__Texte à lire__:
........
Étudiant les Jeux olympiques et paralympiques de Paris 2024, Noémie Suissa s’intéresse à l’alliance entre leurs pendants sécuritaires et festifs. Elle montre que c’est la mise en visibilité de la sécurité qui est à l’origine de la « réussite » de l’événement.

Cet article montre comment les Jeux olympiques et paralympiques (JOP) de Paris 2024, en tant qu’événement extraordinaire organisé et pensé comme une fête, permettent aussi de déployer des dispositifs de sécurité sans pour autant renier l’aspect festif. Ainsi, les Jeux olympiques sont étudiés comme un espace de réconciliation entre sécurité et festivité, toutes deux parties prenantes d’un « capitalisme de fête » (Boykoff 2013). Cette sécurisation assumée par les organisateurs dans le cas français est présentée comme un gage de réussite et du bon déroulement de la fête, sans que la légèreté de l’événement sportif ne soit entachée de l’arsenal sécuritaire. La ville fait à la fois office de support de la fête et d’espace de déploiement des dispositifs sécuritaires, reposant en partie sur la mise en visibilité des forces de l’ordre dans l’urbain et rejoignant l’idée d’une militarisation de l’espace public (Graham 2011).
........
__Consigne__:
Dans le texte à lire, à quoi Noémie Suissa attribue-t-elle la « réussite » des Jeux olympiques et paralympiques de Paris 2024 ?
........
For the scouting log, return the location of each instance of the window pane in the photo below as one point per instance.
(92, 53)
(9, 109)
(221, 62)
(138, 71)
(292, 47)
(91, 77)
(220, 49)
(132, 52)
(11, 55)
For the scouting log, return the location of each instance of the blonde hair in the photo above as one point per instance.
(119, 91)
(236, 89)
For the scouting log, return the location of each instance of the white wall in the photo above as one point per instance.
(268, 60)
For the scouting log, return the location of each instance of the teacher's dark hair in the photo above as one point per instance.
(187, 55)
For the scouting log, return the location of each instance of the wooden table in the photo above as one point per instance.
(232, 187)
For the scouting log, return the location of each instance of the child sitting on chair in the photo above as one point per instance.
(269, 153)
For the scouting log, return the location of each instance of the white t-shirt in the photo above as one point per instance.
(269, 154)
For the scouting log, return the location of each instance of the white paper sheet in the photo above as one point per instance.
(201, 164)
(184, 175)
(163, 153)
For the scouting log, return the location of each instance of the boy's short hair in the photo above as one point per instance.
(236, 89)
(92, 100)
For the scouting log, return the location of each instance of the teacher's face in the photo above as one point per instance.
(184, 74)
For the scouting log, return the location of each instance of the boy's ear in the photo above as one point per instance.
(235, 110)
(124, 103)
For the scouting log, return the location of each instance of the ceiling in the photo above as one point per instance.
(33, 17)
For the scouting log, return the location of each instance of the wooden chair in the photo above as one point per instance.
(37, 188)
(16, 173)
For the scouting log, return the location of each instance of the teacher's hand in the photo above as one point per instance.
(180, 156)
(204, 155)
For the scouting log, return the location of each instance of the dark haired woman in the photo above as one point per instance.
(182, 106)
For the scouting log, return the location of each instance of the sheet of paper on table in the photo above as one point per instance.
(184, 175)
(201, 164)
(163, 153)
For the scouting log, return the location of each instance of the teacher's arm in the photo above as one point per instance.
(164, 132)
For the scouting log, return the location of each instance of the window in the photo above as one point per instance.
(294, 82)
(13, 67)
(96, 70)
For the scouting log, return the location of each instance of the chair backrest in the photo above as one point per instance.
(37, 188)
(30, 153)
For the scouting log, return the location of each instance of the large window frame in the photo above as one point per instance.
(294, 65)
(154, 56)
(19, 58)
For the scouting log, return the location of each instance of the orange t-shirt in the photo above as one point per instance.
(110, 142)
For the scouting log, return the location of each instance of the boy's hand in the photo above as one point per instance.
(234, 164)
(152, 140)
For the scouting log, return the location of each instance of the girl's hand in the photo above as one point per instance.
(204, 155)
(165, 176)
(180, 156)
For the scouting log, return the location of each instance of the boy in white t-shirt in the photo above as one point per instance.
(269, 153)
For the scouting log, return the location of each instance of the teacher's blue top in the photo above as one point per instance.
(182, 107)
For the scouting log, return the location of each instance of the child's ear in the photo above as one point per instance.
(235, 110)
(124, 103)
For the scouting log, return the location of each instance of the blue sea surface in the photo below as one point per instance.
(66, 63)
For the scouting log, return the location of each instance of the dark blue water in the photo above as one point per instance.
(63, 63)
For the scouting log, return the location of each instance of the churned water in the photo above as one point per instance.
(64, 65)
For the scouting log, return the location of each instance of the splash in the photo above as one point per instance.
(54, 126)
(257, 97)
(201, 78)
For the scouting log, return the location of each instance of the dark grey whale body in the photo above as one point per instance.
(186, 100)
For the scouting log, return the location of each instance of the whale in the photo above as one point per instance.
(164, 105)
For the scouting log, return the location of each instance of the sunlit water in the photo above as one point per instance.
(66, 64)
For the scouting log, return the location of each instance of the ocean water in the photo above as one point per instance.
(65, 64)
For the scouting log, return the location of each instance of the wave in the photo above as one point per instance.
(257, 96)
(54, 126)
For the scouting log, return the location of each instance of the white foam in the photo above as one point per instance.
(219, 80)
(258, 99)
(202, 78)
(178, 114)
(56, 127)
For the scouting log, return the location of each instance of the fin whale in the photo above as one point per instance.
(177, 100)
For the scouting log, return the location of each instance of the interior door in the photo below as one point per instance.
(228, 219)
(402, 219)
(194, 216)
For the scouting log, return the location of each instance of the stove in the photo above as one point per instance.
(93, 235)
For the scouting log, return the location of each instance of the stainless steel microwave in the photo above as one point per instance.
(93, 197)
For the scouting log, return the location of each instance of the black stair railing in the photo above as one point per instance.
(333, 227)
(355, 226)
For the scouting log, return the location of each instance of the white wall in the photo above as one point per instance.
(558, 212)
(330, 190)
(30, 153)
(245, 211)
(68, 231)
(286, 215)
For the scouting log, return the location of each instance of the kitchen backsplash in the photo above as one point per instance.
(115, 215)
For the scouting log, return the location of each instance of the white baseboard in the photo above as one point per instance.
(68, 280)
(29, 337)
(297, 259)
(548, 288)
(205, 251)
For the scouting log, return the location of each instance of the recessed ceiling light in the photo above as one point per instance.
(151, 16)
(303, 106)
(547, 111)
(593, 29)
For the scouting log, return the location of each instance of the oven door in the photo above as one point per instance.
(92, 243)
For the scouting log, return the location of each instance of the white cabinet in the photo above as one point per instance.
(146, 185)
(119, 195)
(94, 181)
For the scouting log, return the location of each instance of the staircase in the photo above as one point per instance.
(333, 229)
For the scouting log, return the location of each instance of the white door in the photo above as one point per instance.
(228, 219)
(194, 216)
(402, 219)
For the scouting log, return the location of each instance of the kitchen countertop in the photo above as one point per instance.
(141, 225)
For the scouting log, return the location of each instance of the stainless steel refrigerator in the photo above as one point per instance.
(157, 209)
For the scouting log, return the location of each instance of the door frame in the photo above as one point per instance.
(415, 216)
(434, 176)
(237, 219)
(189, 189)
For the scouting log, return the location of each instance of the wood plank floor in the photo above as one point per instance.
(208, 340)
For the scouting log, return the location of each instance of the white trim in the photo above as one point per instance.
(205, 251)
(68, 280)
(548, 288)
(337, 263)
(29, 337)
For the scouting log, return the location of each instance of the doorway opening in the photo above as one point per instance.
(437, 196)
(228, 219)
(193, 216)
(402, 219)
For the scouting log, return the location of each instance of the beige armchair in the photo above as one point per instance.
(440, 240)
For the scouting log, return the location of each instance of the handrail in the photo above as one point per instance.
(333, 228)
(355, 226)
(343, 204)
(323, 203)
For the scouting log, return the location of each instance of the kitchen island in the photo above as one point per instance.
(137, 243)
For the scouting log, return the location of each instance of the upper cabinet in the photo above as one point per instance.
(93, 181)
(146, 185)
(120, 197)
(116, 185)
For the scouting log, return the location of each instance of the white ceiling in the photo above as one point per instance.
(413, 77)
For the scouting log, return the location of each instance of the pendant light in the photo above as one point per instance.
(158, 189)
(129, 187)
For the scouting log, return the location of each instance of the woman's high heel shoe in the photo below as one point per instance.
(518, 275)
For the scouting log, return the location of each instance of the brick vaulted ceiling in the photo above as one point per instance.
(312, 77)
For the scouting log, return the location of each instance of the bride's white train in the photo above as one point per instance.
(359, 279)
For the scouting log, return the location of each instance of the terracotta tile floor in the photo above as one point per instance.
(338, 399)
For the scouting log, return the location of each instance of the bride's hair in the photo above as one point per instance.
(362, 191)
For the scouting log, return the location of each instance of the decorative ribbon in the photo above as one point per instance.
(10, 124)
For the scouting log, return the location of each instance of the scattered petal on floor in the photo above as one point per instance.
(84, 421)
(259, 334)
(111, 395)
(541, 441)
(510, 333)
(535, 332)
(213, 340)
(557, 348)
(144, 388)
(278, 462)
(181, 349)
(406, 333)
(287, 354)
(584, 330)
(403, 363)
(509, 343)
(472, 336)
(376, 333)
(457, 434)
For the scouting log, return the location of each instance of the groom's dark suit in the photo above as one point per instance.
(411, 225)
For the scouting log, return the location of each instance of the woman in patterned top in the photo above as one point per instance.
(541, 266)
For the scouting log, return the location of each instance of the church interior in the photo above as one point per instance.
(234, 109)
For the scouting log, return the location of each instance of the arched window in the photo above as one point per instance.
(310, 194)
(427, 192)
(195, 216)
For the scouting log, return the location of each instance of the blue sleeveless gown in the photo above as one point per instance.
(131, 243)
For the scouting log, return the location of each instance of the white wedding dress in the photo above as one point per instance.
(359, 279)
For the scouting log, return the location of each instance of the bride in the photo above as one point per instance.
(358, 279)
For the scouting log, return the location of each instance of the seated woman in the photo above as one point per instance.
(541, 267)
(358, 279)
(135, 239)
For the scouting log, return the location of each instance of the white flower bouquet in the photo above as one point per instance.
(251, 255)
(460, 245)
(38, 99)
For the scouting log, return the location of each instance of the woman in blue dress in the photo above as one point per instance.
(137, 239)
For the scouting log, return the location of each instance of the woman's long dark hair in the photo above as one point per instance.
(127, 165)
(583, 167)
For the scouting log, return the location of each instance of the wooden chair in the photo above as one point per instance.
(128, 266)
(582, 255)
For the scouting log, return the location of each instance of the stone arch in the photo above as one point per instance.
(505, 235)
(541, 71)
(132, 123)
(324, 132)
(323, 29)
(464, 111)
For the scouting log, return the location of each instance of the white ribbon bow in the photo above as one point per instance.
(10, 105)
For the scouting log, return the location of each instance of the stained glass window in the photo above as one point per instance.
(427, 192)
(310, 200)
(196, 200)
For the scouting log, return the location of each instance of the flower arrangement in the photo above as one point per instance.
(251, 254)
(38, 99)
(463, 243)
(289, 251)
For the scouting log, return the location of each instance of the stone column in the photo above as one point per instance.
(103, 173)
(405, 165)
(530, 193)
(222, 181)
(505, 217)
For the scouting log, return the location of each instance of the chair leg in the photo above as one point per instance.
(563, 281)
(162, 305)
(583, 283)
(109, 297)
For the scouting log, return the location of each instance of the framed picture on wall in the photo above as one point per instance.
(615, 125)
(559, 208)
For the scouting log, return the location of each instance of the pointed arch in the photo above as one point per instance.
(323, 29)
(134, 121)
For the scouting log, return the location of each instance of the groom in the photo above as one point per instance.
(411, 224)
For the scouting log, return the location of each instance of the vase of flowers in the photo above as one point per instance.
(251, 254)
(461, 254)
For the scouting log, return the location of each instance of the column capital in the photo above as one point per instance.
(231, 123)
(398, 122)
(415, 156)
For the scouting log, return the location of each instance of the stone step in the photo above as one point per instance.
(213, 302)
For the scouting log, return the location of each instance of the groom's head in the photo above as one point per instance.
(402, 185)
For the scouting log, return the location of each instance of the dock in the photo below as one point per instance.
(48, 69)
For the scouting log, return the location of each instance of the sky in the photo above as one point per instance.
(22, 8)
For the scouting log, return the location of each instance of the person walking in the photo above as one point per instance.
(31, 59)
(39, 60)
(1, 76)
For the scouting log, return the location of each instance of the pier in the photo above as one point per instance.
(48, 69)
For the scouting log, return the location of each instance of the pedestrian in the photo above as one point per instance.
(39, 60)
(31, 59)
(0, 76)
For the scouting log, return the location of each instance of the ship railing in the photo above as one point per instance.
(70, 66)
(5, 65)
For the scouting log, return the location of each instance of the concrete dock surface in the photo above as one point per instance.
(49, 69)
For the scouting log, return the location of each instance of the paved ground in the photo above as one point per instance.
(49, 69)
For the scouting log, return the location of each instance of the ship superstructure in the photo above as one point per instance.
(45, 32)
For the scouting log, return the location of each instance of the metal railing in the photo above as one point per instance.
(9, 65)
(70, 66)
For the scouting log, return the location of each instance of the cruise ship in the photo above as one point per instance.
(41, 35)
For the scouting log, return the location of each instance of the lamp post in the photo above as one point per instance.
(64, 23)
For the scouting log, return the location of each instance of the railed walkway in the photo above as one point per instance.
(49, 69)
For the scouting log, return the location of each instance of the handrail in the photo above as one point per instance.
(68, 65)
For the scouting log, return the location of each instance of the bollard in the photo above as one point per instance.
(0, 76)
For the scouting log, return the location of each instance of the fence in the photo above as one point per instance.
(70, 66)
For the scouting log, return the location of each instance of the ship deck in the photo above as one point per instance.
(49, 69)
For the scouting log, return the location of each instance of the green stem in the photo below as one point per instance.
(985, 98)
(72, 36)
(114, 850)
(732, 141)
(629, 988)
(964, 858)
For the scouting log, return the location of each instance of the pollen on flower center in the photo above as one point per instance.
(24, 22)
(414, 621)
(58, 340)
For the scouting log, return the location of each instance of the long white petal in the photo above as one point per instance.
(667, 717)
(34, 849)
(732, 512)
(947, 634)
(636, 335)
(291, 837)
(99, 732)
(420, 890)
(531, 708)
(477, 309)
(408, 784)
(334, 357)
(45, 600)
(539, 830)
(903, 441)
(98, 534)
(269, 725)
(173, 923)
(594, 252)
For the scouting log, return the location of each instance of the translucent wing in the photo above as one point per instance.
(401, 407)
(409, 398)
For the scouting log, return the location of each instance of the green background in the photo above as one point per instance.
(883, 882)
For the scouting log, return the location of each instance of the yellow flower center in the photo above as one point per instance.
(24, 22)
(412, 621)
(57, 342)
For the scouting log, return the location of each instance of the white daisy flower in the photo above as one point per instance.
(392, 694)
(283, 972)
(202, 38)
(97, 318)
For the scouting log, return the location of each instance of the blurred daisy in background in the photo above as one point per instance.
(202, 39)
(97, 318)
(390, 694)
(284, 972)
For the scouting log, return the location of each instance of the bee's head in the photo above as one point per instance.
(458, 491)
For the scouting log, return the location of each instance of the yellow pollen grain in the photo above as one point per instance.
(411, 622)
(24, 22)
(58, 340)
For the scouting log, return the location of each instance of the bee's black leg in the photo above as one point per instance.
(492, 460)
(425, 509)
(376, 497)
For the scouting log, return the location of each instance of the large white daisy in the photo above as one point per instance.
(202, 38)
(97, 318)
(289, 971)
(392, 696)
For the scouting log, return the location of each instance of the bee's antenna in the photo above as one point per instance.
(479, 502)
........
__Corrigé__:
À la mise en visibilité de la sécurité.